_Your goal_.
Quote all of the data exactly as given. Skip every picture it contains.

_Records contained in a dataset_.
--- START ---
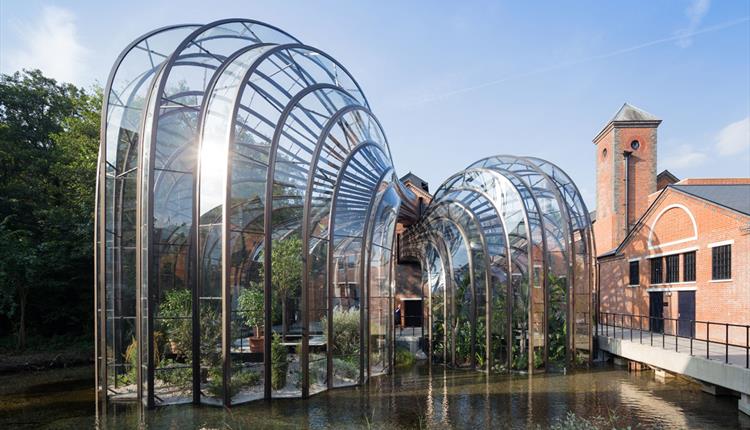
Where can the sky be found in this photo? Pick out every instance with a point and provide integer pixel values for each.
(454, 82)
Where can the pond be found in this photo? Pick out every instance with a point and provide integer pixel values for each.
(413, 398)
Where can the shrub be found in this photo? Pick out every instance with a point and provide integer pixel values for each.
(250, 306)
(176, 374)
(346, 368)
(279, 364)
(239, 380)
(345, 340)
(404, 357)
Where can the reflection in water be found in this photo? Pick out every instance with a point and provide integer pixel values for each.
(415, 398)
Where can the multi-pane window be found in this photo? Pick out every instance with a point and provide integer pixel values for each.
(656, 271)
(673, 268)
(721, 262)
(634, 273)
(688, 267)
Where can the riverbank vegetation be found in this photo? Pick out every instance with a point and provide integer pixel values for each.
(49, 133)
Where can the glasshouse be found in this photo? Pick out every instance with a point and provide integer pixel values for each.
(506, 250)
(246, 232)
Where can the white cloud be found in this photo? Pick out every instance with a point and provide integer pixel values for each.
(50, 44)
(734, 138)
(695, 13)
(683, 157)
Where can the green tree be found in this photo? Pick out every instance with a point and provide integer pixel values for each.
(48, 148)
(286, 257)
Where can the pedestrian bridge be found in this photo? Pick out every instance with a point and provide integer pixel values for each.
(720, 361)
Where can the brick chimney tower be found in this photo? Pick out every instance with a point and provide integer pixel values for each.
(625, 173)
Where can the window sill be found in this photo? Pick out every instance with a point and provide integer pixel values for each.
(673, 284)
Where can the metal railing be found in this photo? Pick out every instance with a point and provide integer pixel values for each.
(628, 323)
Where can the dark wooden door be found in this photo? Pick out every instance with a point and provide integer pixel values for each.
(413, 313)
(686, 309)
(656, 312)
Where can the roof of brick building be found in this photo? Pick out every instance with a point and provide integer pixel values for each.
(732, 196)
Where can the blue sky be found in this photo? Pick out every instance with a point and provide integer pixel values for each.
(453, 82)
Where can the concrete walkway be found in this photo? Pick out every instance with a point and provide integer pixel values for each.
(715, 364)
(734, 355)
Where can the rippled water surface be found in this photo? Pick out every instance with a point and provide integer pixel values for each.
(415, 398)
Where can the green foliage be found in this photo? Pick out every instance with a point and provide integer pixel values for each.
(286, 276)
(240, 379)
(49, 136)
(173, 310)
(346, 333)
(250, 305)
(557, 329)
(177, 304)
(175, 374)
(279, 363)
(463, 340)
(131, 357)
(404, 357)
(346, 368)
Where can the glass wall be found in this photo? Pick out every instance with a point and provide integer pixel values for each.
(245, 226)
(522, 239)
(245, 221)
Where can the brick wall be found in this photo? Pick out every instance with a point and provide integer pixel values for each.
(722, 301)
(614, 212)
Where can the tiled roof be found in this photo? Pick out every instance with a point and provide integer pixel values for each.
(732, 196)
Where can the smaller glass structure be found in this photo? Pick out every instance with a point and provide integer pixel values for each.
(507, 250)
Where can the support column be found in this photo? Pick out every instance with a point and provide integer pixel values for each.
(743, 404)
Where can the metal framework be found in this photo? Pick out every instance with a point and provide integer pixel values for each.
(246, 208)
(233, 156)
(508, 251)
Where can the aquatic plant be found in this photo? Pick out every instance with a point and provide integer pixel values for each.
(404, 357)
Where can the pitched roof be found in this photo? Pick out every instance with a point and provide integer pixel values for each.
(629, 116)
(629, 112)
(732, 196)
(666, 173)
(414, 179)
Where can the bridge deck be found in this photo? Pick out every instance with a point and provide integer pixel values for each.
(717, 364)
(734, 355)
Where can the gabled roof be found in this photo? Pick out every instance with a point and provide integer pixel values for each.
(667, 174)
(731, 196)
(629, 112)
(411, 177)
(735, 197)
(629, 116)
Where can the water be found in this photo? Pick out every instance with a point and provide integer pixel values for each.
(413, 398)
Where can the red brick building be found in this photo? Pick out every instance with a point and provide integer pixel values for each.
(668, 248)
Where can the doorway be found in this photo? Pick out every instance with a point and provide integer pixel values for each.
(686, 316)
(656, 312)
(412, 312)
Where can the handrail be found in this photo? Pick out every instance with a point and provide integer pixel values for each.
(657, 324)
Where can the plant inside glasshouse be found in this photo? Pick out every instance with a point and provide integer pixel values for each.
(279, 363)
(250, 308)
(345, 339)
(557, 313)
(286, 276)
--- END ---
_Result_.
Where can the sky be found in this photo? Pick out every instance with a point and provide integer pixel values for each.
(454, 82)
Where can the pond be found in this photo? Pick out every instance with a point and provide integer pixel values for each.
(413, 398)
Where can the shrub be found in this photo? Pick out every instance with a point and provide integer pixel values for each.
(250, 306)
(176, 374)
(346, 368)
(279, 364)
(239, 380)
(345, 340)
(404, 357)
Where can the reflection in water be found in this photo? Pick out every instance with a point and provide integer pixel values for each.
(415, 398)
Where can the multi-pane window be found in this photo? Pick out every instance with a point and provide integer pixel values for each.
(656, 271)
(673, 268)
(721, 262)
(634, 273)
(688, 267)
Where can the riverbank vegetation be found in this photo? Pick out every instance with a point and provide integer pixel values for each.
(49, 133)
Where can the glasshouse be found in this photo? Pick out every instance with a point and provide integer pixel values for each.
(506, 250)
(246, 232)
Where can the white cloud be found in this photo? Pick out every instance with a point and provide integer pixel values for each.
(50, 44)
(734, 138)
(695, 13)
(683, 157)
Where can the green tree be found in this photo? Pick out every instance with a point and provide integer pixel values for each.
(48, 148)
(286, 257)
Where can the pedestrian bridge be found in this photo? Pick out every instance with a point and provide integer pixel values for each.
(720, 361)
Where can the brick chimney tower be found in this photo? Pick out every instance with a point and provide integer pixel values for each.
(625, 173)
Where can the window sill be found in this photo? Pick out every instance with a point and provide integer pixel values for each.
(673, 284)
Where can the metal railing be found in this photo? Pick out every instance with a point and provide integer pixel values for each.
(628, 323)
Where can the dark wooden door be found in this photo? Pick out every instance with a point and provide integer pixel values for each.
(413, 313)
(686, 309)
(656, 312)
Where can the roof of brick building be found in this photo? Pick out every instance with a point and provide integer pixel values for each.
(732, 196)
Where can the blue sky be found in this photo? Pick out every instance with a point and provide integer pixel values for each.
(453, 82)
Where can the concrete walkway be found in this photo? Pick out every instance with a point and provide integer pixel values for each.
(715, 364)
(734, 355)
Where can the rippled water surface be found in this photo? Pick out every instance with a point and provide integer pixel values for each.
(415, 398)
Where can the green foliage be found in this photo? Pick out every instance with a point and provide integer pixel values for each.
(286, 276)
(240, 379)
(49, 136)
(173, 310)
(346, 333)
(250, 305)
(557, 329)
(177, 304)
(175, 374)
(279, 363)
(463, 340)
(131, 357)
(404, 357)
(346, 368)
Where can the glass wall be found in this photo? Pick out every instance with a point and provide integer pixel values for each.
(245, 226)
(522, 239)
(245, 221)
Where can the brick wall be found in this photo? Pick out every instance with a point and provide integer pixel values for each.
(722, 301)
(614, 212)
Where can the tiled roof be found in this photo? Pick out every instance with a point and provide integer pixel values for each.
(732, 196)
Where can the smaller glass structure be found in this photo? Pick out every instance with a point and provide integer pixel values for each.
(507, 250)
Where can the support column be found in this photo? Pick out every instance with a point and provide integer pixel values for each.
(743, 404)
Where can the metal framework be found in this photo? Pick out every instance with a point and provide integer pixel values for each.
(246, 208)
(233, 156)
(508, 251)
Where can the aquatic plant be found in this photo? Pick out every instance with a point and provide integer pixel values for each.
(404, 357)
Where can the pitched roof be found in this photo? Pick out every instance with a point and provide integer pixel values for each.
(629, 116)
(629, 112)
(732, 196)
(666, 173)
(414, 179)
Where can the bridge deck be found in this photo? Pick out every instance with a point and provide integer pixel values for each.
(717, 364)
(734, 355)
Where can the gabled roof be found in this photo? Pick out every instance with a point and provide integer pixel values for each.
(667, 174)
(731, 196)
(629, 112)
(411, 177)
(735, 197)
(629, 116)
Where can the water be found in this photo? Pick out every instance with a point and provide integer pixel values for each.
(413, 398)
Where can the red brick building be found in this photo? Pick out every instance with a point and provide integer pixel values for each.
(668, 248)
Where can the doorway be found in this photo? Pick out every instance with a point and provide integer pixel values for each.
(686, 316)
(656, 312)
(412, 312)
Where can the handrail be found in this photo? Pick out every instance with a point and provide integer pixel values for each.
(657, 324)
Where can the plant inside glasshouse be found in this photo? Pick out every instance with a point and provide integer pixel values for each.
(279, 363)
(250, 308)
(345, 339)
(557, 313)
(286, 276)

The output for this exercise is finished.